- _What this task involves_
Copy out the material below, swapping each occurrence of "shown by this sample" for "as illustrated by this example" and leaving everything else unchanged.

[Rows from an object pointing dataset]
::::::::
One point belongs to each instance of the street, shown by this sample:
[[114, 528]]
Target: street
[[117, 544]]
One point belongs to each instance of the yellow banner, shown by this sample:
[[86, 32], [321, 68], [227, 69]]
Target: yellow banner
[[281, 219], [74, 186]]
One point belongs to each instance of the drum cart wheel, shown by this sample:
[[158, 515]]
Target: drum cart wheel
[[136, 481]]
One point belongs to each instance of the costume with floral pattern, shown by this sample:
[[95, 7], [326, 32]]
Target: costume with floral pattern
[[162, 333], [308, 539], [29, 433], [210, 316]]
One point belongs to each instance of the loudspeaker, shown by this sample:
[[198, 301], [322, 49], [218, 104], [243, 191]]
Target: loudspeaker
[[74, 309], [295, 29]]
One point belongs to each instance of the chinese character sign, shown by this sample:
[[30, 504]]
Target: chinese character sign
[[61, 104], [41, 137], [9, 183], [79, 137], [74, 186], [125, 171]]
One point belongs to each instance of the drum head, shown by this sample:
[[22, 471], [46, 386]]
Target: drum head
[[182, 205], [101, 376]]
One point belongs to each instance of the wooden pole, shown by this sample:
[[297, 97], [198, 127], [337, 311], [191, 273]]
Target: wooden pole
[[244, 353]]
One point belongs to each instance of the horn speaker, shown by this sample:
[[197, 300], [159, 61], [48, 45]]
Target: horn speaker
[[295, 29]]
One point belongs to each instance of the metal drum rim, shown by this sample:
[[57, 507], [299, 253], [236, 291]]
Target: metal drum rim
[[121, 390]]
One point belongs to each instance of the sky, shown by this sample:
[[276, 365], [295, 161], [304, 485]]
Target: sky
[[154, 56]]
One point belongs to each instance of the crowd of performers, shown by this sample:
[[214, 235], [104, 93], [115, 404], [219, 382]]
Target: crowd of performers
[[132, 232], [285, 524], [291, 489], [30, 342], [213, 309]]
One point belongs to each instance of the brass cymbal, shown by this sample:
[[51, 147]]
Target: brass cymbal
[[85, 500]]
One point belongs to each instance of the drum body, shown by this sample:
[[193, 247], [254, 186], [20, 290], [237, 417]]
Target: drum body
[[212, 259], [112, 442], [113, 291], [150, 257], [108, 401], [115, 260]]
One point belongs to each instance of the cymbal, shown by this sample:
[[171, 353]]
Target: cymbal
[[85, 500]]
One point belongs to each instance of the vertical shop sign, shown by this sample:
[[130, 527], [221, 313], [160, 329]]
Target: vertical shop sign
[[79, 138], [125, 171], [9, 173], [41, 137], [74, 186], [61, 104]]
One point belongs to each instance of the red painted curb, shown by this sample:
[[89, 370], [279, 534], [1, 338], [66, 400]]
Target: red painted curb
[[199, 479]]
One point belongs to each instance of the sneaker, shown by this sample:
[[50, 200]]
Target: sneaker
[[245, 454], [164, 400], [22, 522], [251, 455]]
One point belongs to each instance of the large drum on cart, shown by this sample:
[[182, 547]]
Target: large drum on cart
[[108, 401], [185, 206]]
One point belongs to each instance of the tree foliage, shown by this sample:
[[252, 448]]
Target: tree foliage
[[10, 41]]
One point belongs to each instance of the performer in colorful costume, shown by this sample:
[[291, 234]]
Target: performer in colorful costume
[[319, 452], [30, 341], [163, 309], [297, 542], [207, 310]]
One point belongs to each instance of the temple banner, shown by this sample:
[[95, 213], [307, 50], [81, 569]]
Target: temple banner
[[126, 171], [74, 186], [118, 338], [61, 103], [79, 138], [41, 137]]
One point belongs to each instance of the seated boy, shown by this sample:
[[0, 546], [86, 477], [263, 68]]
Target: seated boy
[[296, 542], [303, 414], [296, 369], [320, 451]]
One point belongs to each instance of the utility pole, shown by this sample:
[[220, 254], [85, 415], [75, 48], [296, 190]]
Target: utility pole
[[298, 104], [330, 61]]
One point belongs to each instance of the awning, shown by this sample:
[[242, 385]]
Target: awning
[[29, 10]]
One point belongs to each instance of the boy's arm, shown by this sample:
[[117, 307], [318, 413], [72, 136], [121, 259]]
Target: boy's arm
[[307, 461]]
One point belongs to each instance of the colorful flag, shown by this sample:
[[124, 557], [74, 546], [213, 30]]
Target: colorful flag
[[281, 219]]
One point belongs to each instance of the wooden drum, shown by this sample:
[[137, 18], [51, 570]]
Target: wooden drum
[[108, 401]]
::::::::
- _Output for this task_
One point belongs to each instance of the street, as illustrated by this example:
[[114, 528]]
Target: street
[[117, 544]]
One point belongs to each instance of the yellow banner, as illustrated by this example:
[[86, 32], [321, 68], [227, 69]]
Target: yellow banner
[[281, 219], [74, 186]]
One point belongs to each instance of the drum cart wheel, as illustrated by this example:
[[158, 515]]
Target: drum cart wheel
[[136, 481]]
One point belongs to each instance of the costume with floral pattern, as illustrated by this example:
[[95, 7], [326, 32]]
Target: costume with floral pattern
[[162, 333], [308, 539], [29, 433], [210, 316]]
One point belongs to each instance of the loudspeaker, as illustrated by this example:
[[198, 301], [322, 49], [218, 104], [243, 191]]
Target: loudspeaker
[[74, 309], [295, 29]]
One point belongs to each instance of the chinese character sign, as illustrated by this example:
[[30, 504]]
Target: chinese character sign
[[61, 104], [41, 137], [9, 183], [79, 137], [74, 186], [125, 171]]
One point belongs to each instance of the drum head, as illustrated by this example:
[[22, 471], [46, 386]]
Target: drum head
[[182, 205], [101, 376]]
One point belongs to each instance of the wooden pole, as illustrated by this example:
[[297, 97], [198, 127], [337, 311], [191, 273]]
Target: wooden pole
[[244, 353]]
One point belongs to each instance of the horn speaker, as illustrated by this example:
[[197, 300], [159, 61], [48, 45]]
Target: horn speaker
[[295, 29]]
One point belongs to each instance of the metal drum rim, as illustrated by this example:
[[57, 507], [299, 253], [236, 291]]
Target: metal drum rim
[[121, 390]]
One point belongs to each instance of the sky, as illustrated by this example:
[[276, 365], [295, 161], [304, 485]]
Target: sky
[[154, 56]]
One point belongs to each instance of the crowd of performers, as illustrated by this example:
[[214, 235], [104, 93], [115, 404], [219, 382]]
Target: crowd of performers
[[132, 232], [285, 524], [291, 489], [30, 342], [213, 309]]
One point belongs to each instance of the brass cymbal, as illustrated by this example:
[[51, 147]]
Target: brass cymbal
[[85, 500]]
One point belongs to each instance of the drum body, as illustrated by this example:
[[193, 247], [254, 186], [20, 290], [237, 417]]
Target: drum body
[[212, 259], [112, 442], [113, 291], [150, 257], [108, 401], [115, 260]]
One point belongs to each instance of the cymbal, as illustrated by this example:
[[171, 353]]
Target: cymbal
[[85, 500]]
One point belongs to each instance of the vertical shop sign, as illustrated by this example:
[[130, 527], [221, 313], [160, 329]]
Target: vertical shop sign
[[79, 138], [125, 171], [9, 173], [41, 137], [74, 186], [61, 104]]
One point belongs to each instance of the red painted curb, as illustrated by this example:
[[89, 370], [279, 534], [1, 338], [66, 400]]
Target: red painted curb
[[199, 479]]
One point belongs to each instance of the sneaker, as illustrated by this example:
[[50, 200]]
Target: sneaker
[[245, 454], [164, 400], [22, 522], [251, 455]]
One point belongs to each instance of the large drum on cart, as illustrated by this example:
[[182, 547]]
Target: large drum on cart
[[108, 401], [185, 206]]
One point belongs to each instance of the tree foliage, as illustrated by this example:
[[252, 448]]
Target: tree foliage
[[10, 41]]
One point belongs to each instance of the performer in colorful costume, as illustrated by this example:
[[291, 234]]
Target: performer in colorful costume
[[319, 452], [30, 341], [163, 309], [297, 542], [207, 310]]
One point belongs to each instance of the temple banner, as illustrated by this example:
[[95, 213], [307, 50], [81, 569]]
Target: temple banner
[[126, 171], [74, 186], [118, 338], [61, 103], [79, 138], [41, 137]]
One point belongs to each instance of the seated boy, as illustrated by this example:
[[0, 546], [86, 477], [263, 68]]
Target: seated boy
[[296, 542], [303, 414], [296, 369], [320, 451]]
One point belongs to each instance of the utility pole, as illustrated by this example:
[[220, 254], [85, 415], [75, 48], [296, 190]]
Target: utility pole
[[298, 104], [330, 61]]
One point belongs to each instance of the awning, as illustrated by this example:
[[242, 385]]
Target: awning
[[29, 10]]
One point belongs to each instance of the boy's arm, as illustrated by this example:
[[117, 307], [318, 413], [72, 136], [121, 259]]
Target: boy's arm
[[307, 461]]
One point belongs to each instance of the colorful flag, as illustrated by this example:
[[124, 557], [74, 546], [213, 30]]
Target: colorful flag
[[281, 219]]
One point belongs to each instance of the wooden drum, as illustrated by this example:
[[137, 18], [51, 570]]
Target: wooden drum
[[108, 401]]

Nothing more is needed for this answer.